→ **INSTRUCTIONS TO FOLLOW**
Copy out the lines of the listing from the one containing "In this exercise you will annotate the black boot, setting" onward, through the last, without altering any.

→ **INFORMATION PROVIDED**
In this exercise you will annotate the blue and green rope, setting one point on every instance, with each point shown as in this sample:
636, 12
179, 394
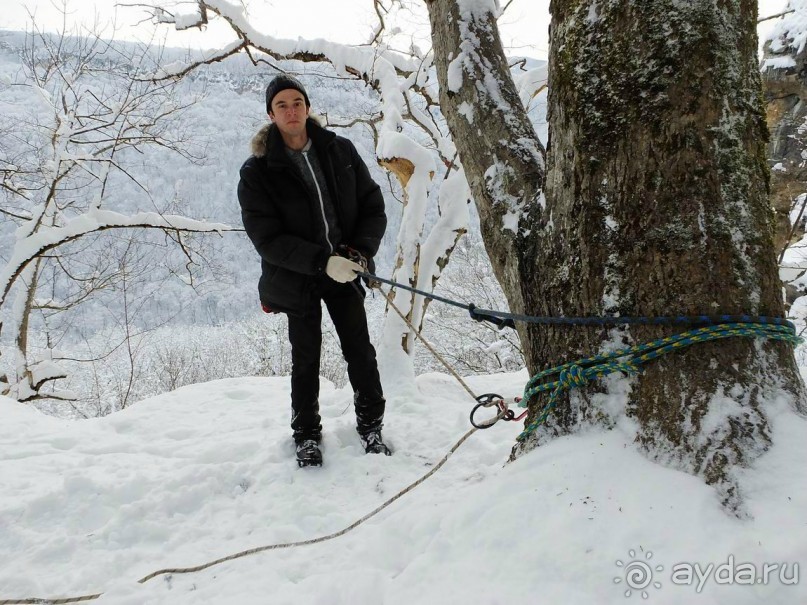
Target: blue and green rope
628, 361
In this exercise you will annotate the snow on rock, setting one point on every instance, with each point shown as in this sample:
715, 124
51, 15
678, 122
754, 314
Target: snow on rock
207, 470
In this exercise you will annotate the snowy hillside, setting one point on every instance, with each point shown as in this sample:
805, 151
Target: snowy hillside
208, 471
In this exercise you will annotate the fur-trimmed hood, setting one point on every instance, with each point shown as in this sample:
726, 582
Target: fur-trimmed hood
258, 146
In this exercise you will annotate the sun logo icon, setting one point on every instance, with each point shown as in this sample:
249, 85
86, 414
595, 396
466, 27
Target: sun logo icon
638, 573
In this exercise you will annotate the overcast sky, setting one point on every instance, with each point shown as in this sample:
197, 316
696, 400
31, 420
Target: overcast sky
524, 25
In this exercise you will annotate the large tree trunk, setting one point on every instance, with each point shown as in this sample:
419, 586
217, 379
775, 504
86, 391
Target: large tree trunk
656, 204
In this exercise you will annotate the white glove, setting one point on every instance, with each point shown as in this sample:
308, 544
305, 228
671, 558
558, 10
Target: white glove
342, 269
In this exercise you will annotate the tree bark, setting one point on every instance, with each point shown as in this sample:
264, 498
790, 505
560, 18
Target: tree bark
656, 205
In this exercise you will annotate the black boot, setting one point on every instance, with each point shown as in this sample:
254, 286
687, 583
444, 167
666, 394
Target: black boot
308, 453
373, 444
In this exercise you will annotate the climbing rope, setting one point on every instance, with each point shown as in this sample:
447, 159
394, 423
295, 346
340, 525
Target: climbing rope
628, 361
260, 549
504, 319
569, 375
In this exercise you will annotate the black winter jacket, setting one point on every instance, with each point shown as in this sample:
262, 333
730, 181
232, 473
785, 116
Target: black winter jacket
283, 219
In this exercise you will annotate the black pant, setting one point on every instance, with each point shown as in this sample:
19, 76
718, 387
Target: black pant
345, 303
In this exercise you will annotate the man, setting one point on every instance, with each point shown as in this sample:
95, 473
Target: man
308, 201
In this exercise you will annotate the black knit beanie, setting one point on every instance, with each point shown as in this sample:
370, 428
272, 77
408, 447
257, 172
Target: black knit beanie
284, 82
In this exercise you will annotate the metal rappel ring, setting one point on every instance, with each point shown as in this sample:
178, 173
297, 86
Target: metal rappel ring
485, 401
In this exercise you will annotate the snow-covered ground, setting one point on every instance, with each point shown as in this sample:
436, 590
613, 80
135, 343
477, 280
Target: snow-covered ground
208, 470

→ **WRITTEN SOLUTION**
In this exercise you will annotate the black boot, setting one point on every instance, with each point shown as in this sample:
254, 286
687, 583
444, 167
666, 394
Target: black boot
308, 453
373, 444
In this exercise you will annotate the climbing rope, setting one point on every instance, with each point shown as in this sample:
447, 159
394, 423
295, 346
340, 525
Target: climbing rope
628, 361
260, 549
504, 319
569, 375
In this exercise you will annotate the black winter jacket, setting one point on every instance, with each point shown as in this sample:
262, 333
730, 181
232, 473
785, 116
Target: black winter jacket
283, 219
In this exercise you will annotate the black pant, setting one point on every instance, with each point shown as in this sample:
19, 76
718, 387
Target: black pant
345, 303
In this exercise you will annotate the man, setting one point on every instance, with each point shown as in this sample:
95, 473
Target: man
308, 201
In this exercise you will annotate the black knit beanie, setting one point on every instance, with each point shown as in this sample:
370, 428
272, 77
408, 447
257, 172
Target: black knit beanie
284, 82
In this exercise you will annotate the metal rappel ring, setting one point on every instance, with each point shown as in this sample:
178, 173
297, 86
Target: metal rappel ring
485, 401
In this exercise you will annotate the snow-covered ground, setting one point on every instance, with each point shown as in this sample:
436, 590
613, 80
135, 343
477, 280
Target: snow-covered ground
208, 470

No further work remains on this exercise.